======== Dataset extract ========
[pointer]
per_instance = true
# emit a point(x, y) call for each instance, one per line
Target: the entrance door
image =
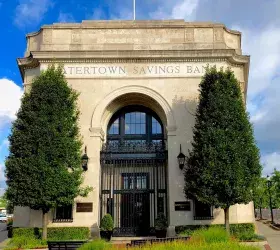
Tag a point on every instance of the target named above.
point(135, 203)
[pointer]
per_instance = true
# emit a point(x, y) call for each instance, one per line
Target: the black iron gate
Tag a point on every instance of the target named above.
point(133, 186)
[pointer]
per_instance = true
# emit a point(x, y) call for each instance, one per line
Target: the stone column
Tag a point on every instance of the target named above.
point(94, 174)
point(171, 177)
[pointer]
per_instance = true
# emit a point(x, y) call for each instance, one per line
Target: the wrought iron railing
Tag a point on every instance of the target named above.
point(62, 220)
point(133, 147)
point(203, 217)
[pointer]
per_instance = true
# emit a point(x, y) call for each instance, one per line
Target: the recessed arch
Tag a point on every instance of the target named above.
point(132, 95)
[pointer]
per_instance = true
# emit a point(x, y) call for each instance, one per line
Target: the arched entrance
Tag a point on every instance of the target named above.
point(134, 171)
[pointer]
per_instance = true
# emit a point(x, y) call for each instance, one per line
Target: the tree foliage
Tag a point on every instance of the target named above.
point(223, 165)
point(43, 168)
point(260, 194)
point(275, 178)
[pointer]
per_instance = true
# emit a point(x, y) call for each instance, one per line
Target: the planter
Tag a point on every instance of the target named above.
point(10, 231)
point(161, 233)
point(106, 235)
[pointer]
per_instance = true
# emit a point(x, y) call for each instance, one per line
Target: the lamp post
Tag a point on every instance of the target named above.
point(85, 160)
point(269, 185)
point(181, 159)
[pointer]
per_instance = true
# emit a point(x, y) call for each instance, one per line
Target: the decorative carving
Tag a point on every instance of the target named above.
point(203, 35)
point(189, 35)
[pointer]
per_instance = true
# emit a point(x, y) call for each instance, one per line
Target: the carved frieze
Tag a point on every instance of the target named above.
point(203, 35)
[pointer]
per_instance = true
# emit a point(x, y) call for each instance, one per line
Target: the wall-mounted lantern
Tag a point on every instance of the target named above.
point(85, 160)
point(181, 159)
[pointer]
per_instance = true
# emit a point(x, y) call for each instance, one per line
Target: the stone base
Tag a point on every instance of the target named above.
point(95, 232)
point(171, 231)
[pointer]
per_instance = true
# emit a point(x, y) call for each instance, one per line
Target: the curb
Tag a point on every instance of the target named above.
point(274, 227)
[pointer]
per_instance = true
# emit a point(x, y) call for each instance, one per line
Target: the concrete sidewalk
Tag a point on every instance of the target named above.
point(272, 236)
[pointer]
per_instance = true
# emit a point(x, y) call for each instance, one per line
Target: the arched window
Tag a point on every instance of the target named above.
point(135, 124)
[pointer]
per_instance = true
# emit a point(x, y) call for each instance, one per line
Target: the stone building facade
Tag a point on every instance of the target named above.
point(138, 84)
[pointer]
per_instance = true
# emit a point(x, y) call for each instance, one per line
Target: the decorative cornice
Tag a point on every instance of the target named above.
point(137, 56)
point(108, 24)
point(97, 132)
point(27, 63)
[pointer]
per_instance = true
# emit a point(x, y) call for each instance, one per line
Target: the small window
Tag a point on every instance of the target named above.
point(114, 129)
point(84, 207)
point(63, 214)
point(156, 127)
point(135, 123)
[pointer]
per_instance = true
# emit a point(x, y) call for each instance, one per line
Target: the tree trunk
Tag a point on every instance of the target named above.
point(45, 224)
point(226, 211)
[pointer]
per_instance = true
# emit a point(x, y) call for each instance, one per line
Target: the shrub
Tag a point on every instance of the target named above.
point(211, 235)
point(107, 223)
point(68, 233)
point(96, 245)
point(160, 222)
point(235, 229)
point(23, 242)
point(54, 233)
point(198, 246)
point(30, 233)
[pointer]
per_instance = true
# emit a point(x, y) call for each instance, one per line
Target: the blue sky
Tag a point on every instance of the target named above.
point(258, 20)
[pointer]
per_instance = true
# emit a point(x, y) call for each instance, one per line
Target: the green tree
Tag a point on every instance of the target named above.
point(43, 168)
point(260, 195)
point(275, 189)
point(3, 201)
point(223, 165)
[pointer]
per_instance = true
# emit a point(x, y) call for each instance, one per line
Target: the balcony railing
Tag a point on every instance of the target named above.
point(62, 220)
point(203, 217)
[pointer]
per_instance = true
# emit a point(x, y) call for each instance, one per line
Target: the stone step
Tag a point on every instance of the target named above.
point(127, 240)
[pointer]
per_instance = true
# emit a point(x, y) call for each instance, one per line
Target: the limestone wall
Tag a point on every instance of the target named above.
point(158, 64)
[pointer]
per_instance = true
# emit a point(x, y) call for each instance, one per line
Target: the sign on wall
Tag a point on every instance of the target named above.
point(182, 206)
point(90, 70)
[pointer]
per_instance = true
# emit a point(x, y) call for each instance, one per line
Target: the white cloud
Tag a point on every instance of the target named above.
point(271, 162)
point(264, 48)
point(31, 12)
point(65, 18)
point(176, 9)
point(10, 95)
point(4, 144)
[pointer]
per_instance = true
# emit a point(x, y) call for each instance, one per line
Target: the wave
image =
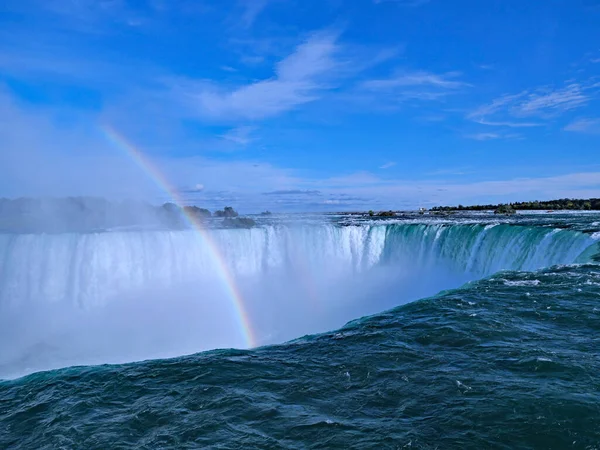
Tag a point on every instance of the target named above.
point(121, 296)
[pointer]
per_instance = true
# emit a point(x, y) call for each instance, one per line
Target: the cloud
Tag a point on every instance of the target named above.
point(252, 8)
point(418, 78)
point(588, 125)
point(294, 192)
point(299, 78)
point(541, 103)
point(240, 135)
point(492, 136)
point(403, 2)
point(554, 101)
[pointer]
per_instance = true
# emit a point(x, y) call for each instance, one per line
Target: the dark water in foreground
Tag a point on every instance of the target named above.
point(511, 362)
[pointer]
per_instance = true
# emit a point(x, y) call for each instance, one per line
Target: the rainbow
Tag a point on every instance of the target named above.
point(157, 176)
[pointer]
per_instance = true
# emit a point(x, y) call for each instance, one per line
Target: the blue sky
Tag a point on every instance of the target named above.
point(302, 105)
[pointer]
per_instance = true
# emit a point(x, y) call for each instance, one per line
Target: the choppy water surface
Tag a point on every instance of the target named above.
point(508, 360)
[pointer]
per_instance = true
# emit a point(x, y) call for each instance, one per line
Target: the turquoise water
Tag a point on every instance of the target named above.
point(508, 360)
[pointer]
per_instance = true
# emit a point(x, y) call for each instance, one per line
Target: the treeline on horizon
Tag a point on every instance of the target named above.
point(590, 204)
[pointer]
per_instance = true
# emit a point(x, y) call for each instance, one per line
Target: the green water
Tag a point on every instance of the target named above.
point(509, 362)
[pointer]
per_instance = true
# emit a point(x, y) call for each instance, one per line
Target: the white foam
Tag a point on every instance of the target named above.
point(522, 283)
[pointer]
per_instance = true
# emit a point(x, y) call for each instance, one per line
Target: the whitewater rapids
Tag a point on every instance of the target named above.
point(110, 297)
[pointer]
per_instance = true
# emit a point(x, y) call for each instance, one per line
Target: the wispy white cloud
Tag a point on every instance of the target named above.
point(552, 101)
point(586, 125)
point(403, 2)
point(417, 78)
point(541, 104)
point(299, 78)
point(240, 135)
point(492, 136)
point(251, 10)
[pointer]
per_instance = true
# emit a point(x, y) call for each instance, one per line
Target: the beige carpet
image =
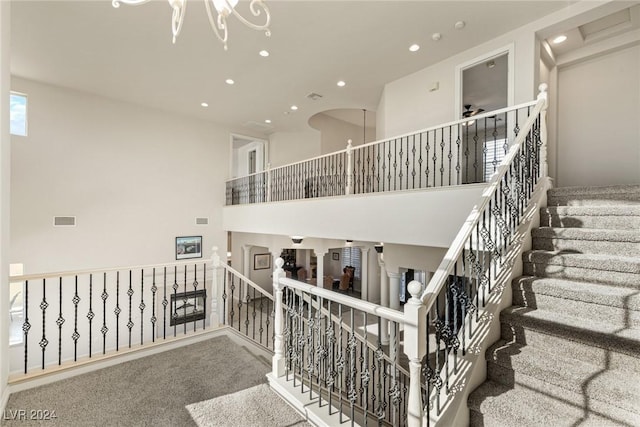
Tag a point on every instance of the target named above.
point(255, 406)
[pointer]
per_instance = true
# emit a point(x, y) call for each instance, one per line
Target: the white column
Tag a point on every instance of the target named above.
point(319, 267)
point(217, 284)
point(394, 290)
point(384, 299)
point(349, 188)
point(415, 347)
point(246, 267)
point(5, 188)
point(364, 272)
point(278, 324)
point(394, 302)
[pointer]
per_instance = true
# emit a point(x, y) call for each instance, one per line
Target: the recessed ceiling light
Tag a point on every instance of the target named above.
point(559, 39)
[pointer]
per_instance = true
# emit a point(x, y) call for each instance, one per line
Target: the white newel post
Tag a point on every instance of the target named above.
point(415, 347)
point(543, 129)
point(217, 284)
point(349, 189)
point(268, 182)
point(384, 300)
point(278, 323)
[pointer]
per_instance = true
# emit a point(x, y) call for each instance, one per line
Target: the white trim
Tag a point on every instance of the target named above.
point(510, 51)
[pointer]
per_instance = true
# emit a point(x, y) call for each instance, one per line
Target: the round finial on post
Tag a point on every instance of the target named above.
point(415, 288)
point(279, 262)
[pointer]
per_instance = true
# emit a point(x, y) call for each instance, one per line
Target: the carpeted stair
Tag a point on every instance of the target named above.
point(569, 354)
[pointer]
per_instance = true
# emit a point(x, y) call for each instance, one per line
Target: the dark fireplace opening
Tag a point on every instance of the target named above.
point(188, 307)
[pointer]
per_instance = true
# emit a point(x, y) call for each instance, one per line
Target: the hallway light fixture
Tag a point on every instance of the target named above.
point(224, 9)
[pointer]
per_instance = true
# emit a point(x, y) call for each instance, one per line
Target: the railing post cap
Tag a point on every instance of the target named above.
point(415, 288)
point(543, 87)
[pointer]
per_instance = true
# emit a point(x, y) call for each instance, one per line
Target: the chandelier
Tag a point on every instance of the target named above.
point(224, 8)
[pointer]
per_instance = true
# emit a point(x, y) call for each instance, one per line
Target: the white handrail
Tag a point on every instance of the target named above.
point(246, 280)
point(365, 306)
point(440, 277)
point(38, 276)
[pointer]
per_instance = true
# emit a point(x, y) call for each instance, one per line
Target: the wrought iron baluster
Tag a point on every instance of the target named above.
point(90, 314)
point(104, 328)
point(142, 306)
point(75, 336)
point(130, 294)
point(26, 325)
point(154, 319)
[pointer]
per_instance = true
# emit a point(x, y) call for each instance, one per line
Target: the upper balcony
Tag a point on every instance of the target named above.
point(415, 189)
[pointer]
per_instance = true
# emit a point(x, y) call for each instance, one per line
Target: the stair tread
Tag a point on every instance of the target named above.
point(600, 334)
point(595, 234)
point(605, 262)
point(612, 210)
point(526, 406)
point(595, 190)
point(594, 293)
point(614, 386)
========
Goal:
Return every line of the listing above that contains the string "wall", treating uppercase and lowercase as different.

Answer to this task:
Target: the wall-mounted lantern
Target: the limestone wall
Target: the sign on wall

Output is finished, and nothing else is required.